## begin DATA FOR THIS TASK

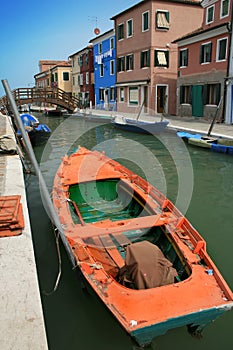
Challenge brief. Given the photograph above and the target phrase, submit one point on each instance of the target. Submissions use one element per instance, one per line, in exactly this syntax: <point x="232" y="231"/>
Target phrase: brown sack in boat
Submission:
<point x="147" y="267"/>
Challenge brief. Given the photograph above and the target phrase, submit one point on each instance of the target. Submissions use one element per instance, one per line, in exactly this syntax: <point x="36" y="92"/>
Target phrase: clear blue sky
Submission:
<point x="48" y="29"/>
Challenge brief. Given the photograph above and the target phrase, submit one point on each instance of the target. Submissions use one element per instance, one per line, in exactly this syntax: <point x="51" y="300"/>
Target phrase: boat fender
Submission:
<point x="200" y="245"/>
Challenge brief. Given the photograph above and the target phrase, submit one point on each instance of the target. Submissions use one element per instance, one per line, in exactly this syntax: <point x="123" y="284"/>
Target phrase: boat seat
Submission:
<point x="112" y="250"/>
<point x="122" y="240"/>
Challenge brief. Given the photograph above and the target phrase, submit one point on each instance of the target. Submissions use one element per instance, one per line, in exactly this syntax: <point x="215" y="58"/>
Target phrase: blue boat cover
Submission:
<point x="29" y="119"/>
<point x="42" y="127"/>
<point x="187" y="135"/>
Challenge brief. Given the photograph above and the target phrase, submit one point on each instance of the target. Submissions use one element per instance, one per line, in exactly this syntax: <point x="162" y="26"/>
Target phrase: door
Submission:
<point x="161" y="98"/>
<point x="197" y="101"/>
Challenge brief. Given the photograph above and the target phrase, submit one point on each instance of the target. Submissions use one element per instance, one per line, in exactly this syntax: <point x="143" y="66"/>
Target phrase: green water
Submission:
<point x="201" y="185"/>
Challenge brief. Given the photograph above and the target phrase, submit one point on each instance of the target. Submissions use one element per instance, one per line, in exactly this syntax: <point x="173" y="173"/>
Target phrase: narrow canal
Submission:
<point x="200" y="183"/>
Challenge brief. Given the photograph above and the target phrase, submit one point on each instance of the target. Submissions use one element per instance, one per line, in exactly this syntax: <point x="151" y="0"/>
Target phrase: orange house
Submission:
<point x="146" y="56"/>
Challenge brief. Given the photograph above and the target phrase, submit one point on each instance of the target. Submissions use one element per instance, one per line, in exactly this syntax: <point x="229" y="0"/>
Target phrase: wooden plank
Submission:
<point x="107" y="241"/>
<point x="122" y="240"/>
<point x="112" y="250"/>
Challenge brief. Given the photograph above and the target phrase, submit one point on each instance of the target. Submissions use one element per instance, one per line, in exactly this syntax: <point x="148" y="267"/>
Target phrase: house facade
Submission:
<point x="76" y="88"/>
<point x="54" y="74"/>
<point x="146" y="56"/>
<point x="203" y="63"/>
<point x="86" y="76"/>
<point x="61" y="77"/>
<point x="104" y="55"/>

## end DATA FOR THIS TASK
## begin DATA FOR THIS TASK

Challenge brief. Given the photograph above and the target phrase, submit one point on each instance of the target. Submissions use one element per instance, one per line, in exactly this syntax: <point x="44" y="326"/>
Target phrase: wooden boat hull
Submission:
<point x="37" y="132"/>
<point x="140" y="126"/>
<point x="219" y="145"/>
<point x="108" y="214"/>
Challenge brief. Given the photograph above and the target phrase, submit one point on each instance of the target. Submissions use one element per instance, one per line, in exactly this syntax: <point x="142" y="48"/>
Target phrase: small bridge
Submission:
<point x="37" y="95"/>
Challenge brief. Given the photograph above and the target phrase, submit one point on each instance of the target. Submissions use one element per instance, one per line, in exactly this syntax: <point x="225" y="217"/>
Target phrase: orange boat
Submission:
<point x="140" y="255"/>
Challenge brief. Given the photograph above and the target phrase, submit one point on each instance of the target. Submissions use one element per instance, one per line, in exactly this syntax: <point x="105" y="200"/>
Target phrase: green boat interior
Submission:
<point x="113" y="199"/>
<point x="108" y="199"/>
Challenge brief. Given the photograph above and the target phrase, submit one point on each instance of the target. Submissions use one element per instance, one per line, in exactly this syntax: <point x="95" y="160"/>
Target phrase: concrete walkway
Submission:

## end DATA FOR THIS TASK

_THE EXERCISE_
List every row above that contains the word "blue", copying each in full. Case counts.

_OUTPUT OF THE EXERCISE_
Target phrase: clear blue sky
Target phrase: blue boat cover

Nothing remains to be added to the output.